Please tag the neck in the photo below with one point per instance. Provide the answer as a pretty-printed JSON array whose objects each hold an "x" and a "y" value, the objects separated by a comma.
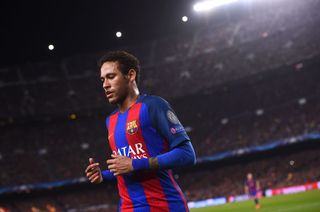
[{"x": 129, "y": 100}]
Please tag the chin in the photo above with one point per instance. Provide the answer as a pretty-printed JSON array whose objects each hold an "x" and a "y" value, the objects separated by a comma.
[{"x": 113, "y": 101}]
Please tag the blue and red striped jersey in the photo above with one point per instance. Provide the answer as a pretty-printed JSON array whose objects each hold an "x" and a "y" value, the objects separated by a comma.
[{"x": 147, "y": 129}]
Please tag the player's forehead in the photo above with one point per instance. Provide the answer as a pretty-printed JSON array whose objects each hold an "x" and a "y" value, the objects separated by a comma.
[{"x": 110, "y": 67}]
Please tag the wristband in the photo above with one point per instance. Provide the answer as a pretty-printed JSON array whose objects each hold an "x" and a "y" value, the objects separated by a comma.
[{"x": 140, "y": 164}]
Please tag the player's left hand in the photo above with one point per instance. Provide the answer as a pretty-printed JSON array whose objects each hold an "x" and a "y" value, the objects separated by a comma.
[{"x": 119, "y": 165}]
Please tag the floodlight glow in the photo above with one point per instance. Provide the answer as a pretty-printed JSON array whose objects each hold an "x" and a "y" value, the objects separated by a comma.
[
  {"x": 118, "y": 34},
  {"x": 184, "y": 18},
  {"x": 208, "y": 5},
  {"x": 51, "y": 47}
]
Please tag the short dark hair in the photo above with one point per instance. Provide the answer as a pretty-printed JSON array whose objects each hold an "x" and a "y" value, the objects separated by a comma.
[{"x": 126, "y": 61}]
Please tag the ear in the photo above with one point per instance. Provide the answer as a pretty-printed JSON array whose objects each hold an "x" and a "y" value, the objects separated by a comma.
[{"x": 132, "y": 74}]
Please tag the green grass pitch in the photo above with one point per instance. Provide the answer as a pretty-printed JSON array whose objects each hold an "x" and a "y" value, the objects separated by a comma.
[{"x": 307, "y": 201}]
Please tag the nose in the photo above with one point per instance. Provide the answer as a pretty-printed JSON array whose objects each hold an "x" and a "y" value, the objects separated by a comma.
[{"x": 106, "y": 84}]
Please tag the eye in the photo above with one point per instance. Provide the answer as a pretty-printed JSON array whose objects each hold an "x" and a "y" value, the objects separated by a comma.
[{"x": 111, "y": 76}]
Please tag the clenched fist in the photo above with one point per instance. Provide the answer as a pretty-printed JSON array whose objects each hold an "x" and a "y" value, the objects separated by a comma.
[{"x": 93, "y": 172}]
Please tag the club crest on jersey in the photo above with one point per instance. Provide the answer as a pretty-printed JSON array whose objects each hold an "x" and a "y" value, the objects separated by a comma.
[{"x": 132, "y": 127}]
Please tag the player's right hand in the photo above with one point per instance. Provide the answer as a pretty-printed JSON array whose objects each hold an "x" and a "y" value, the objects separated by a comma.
[{"x": 93, "y": 172}]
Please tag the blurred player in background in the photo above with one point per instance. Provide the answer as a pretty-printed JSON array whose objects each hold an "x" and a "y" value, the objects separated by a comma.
[
  {"x": 251, "y": 188},
  {"x": 146, "y": 139}
]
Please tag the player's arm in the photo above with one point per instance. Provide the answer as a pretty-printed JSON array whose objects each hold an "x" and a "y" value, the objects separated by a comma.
[
  {"x": 258, "y": 185},
  {"x": 246, "y": 189},
  {"x": 165, "y": 121},
  {"x": 94, "y": 174},
  {"x": 182, "y": 155}
]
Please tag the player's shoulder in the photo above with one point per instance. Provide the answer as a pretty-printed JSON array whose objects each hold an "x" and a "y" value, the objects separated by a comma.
[
  {"x": 112, "y": 113},
  {"x": 152, "y": 100}
]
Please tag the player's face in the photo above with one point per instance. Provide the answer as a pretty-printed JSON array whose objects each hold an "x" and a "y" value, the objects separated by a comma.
[{"x": 115, "y": 84}]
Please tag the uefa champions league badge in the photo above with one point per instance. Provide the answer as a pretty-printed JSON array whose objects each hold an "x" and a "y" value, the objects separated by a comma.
[
  {"x": 172, "y": 117},
  {"x": 132, "y": 127}
]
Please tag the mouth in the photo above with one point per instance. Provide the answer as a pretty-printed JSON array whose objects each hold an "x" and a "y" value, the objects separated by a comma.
[{"x": 109, "y": 94}]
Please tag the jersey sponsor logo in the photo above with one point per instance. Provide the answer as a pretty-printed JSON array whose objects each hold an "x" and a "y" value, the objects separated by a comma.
[
  {"x": 172, "y": 117},
  {"x": 176, "y": 129},
  {"x": 135, "y": 151},
  {"x": 132, "y": 127}
]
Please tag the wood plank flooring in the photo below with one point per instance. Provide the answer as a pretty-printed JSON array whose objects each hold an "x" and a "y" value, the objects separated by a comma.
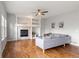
[{"x": 27, "y": 49}]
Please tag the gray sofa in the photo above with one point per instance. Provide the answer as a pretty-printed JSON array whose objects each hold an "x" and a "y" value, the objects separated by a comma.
[{"x": 52, "y": 40}]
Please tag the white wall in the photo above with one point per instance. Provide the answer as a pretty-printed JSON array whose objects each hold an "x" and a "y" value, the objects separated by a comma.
[
  {"x": 2, "y": 42},
  {"x": 71, "y": 25},
  {"x": 11, "y": 27}
]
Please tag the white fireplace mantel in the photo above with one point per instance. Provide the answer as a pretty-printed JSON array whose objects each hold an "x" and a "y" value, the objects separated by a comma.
[{"x": 26, "y": 23}]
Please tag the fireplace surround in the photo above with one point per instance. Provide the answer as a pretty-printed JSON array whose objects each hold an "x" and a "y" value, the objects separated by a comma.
[{"x": 23, "y": 33}]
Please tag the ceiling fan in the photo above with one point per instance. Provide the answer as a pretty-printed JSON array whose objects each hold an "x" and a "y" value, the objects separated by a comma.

=-=-=-=-=

Without including any pictures, reproduce the listing exactly.

• Solution
Please tag the neck in the photo below with one point per instance. Provide the answer as a pretty-printed JSON array whose objects each hold an "x" and a "y" value, the objects separated by a comma.
[{"x": 129, "y": 100}]
Please tag the chin in the photo above with one point per instance. Provide the answer as a pretty-printed JSON array whose objects each hold an "x" and a "y" value, the objects separated by a comma.
[{"x": 113, "y": 101}]
Please tag the blue and red striped jersey in the photo above with one point per instance. Provide the answer as a pretty-printed JSON array whose objects each hold an "x" and a "y" value, the objects separated by a comma.
[{"x": 147, "y": 129}]
Please tag the player's forehead in the photo above with one point per instance. Provide the answer as a pretty-printed JSON array whose objects each hold an "x" and a "y" value, the objects separated by a comma.
[{"x": 110, "y": 67}]
Please tag the wristband in the photo above with one point per instance. Provide the answer as a pretty-printed JSON array whose objects each hold an "x" and a "y" value, the objects separated by a comma.
[{"x": 140, "y": 164}]
Please tag the player's left hand in the photo above with one point per instance. Provide the answer as a pretty-printed JSON array whose objects each hold an "x" and a "y" value, the objects separated by a comma.
[{"x": 119, "y": 165}]
Please tag the floodlight glow in the photo above with one point per instance. Provide the answer as a pretty-printed JSON array whose objects each hold an "x" and a "y" value, the objects separated by a comma.
[
  {"x": 118, "y": 34},
  {"x": 184, "y": 18},
  {"x": 208, "y": 5},
  {"x": 51, "y": 47}
]
Please tag the short dark hair in the photo above with one point per instance. Provide the answer as a pretty-printed JSON array whose objects each hold an "x" and a "y" value, the objects separated by a comma.
[{"x": 126, "y": 61}]
Please tag the ear in the photo above with one point per instance. Provide the answer as a pretty-printed JSON array whose objects each hold an "x" and a "y" value, the objects separated by a comma.
[{"x": 132, "y": 74}]
Please tag the green grass pitch in the photo above with one point per instance. Provide the answer as a pretty-printed JSON array whose objects each hold an "x" and a "y" value, the objects separated by a comma.
[{"x": 307, "y": 201}]
Please tag the nose in the photo above with one point per instance. Provide the answer as a pretty-printed JSON array whose objects each hold an "x" and a "y" value, the objects separated by a comma.
[{"x": 106, "y": 84}]
Please tag the eye in the photo above with one point per instance. Provide the answer as a pretty-printed JSON array whose objects each hold an "x" and a "y" value, the objects separated by a comma.
[{"x": 111, "y": 76}]
Please tag the clenched fist in the photo above with one point per instance. Provide the answer as a pretty-printed JSON array whose objects each hold an "x" and a "y" value, the objects separated by a comma.
[{"x": 93, "y": 172}]
Please tag the club crest on jersey in the photo above with one point per instance. Provide the answer as a pretty-printed JSON array whose objects each hold an "x" and a "y" value, the objects separated by a comma.
[{"x": 132, "y": 127}]
Please tag the player's right hand in the photo above with one point per instance. Provide the answer as a pretty-printed JSON array whose objects each hold an "x" and a "y" value, the objects separated by a comma.
[{"x": 93, "y": 172}]
Please tag the blurred player in background in the photo above with one point per instance. Provide the answer as a pretty-printed JSON array whose objects each hold an "x" and a "y" value, the objects separated by a comma.
[
  {"x": 251, "y": 188},
  {"x": 146, "y": 139}
]
Please tag the player's arm in the photo above with one point per instance. Provide the answer as a pretty-printed JSON array whose objects each hold an "x" and a "y" value, the objects separated by a comma.
[
  {"x": 258, "y": 185},
  {"x": 246, "y": 189},
  {"x": 165, "y": 121},
  {"x": 94, "y": 174},
  {"x": 182, "y": 155}
]
Please tag the player's shoulder in the photo above with one point per instance. Provide the answer as a pretty-printed JSON array whose objects each hold an "x" and a "y" value, the objects separated by a comma.
[
  {"x": 112, "y": 113},
  {"x": 152, "y": 100}
]
Please tag the player's face in the photo above with one point per instance. Provide the answer as a pretty-printed JSON array whose objects each hold an "x" and a "y" value, the objects separated by a comma.
[{"x": 115, "y": 84}]
Please tag the uefa champions league badge in the photo above with one point per instance. Provide the answer as a pretty-printed JSON array whose objects each hold an "x" and a "y" value, the objects separated by a comma.
[
  {"x": 172, "y": 117},
  {"x": 132, "y": 127}
]
Please tag the mouth in the photo above with one point per instance. Provide the answer as a pretty-printed JSON array whose objects each hold an "x" and a "y" value, the objects separated by a comma.
[{"x": 109, "y": 94}]
Please tag the jersey sponsor logo in the photo above with one point per instance. Provide the answer as a pretty-printed JSON array whose objects each hold an "x" and a "y" value, the objects separated by a comma.
[
  {"x": 172, "y": 117},
  {"x": 176, "y": 129},
  {"x": 135, "y": 151},
  {"x": 132, "y": 127}
]
Please tag the wood plank flooring in the photo below with one point per instance. Provide the answer as a pretty-printed JSON array whose objects each hold an "x" and a "y" value, the objects separated by a comma.
[{"x": 27, "y": 49}]
Please tag the gray sofa in the photo above with one point per instance. Provide the answer as a pretty-printed JSON array whose objects each hold an "x" and a "y" value, the objects separated by a comma.
[{"x": 52, "y": 40}]
Please tag the white wall in the photo above with one point per instance. Provide the answer as a pretty-printed JSON array whose objects each hold an "x" and a "y" value, the objects separated by a comma.
[
  {"x": 2, "y": 42},
  {"x": 71, "y": 25},
  {"x": 11, "y": 27}
]
Please tag the white fireplace mantel in the photo above with one point per instance. Provide the answer as a pretty-printed JSON array whose objects each hold an "x" and a "y" value, the objects separated by a comma.
[{"x": 26, "y": 23}]
Please tag the fireplace surround in the photo above with one point per instance. Provide the answer as a pretty-printed JSON array whose objects each hold an "x" and a "y" value, the objects separated by a comma.
[{"x": 23, "y": 33}]
Please tag the ceiling fan in the photo above with one point per instance. Provide the answer as a pretty-printed JSON array whose objects each hold an "x" and a "y" value, the objects separated by a comma.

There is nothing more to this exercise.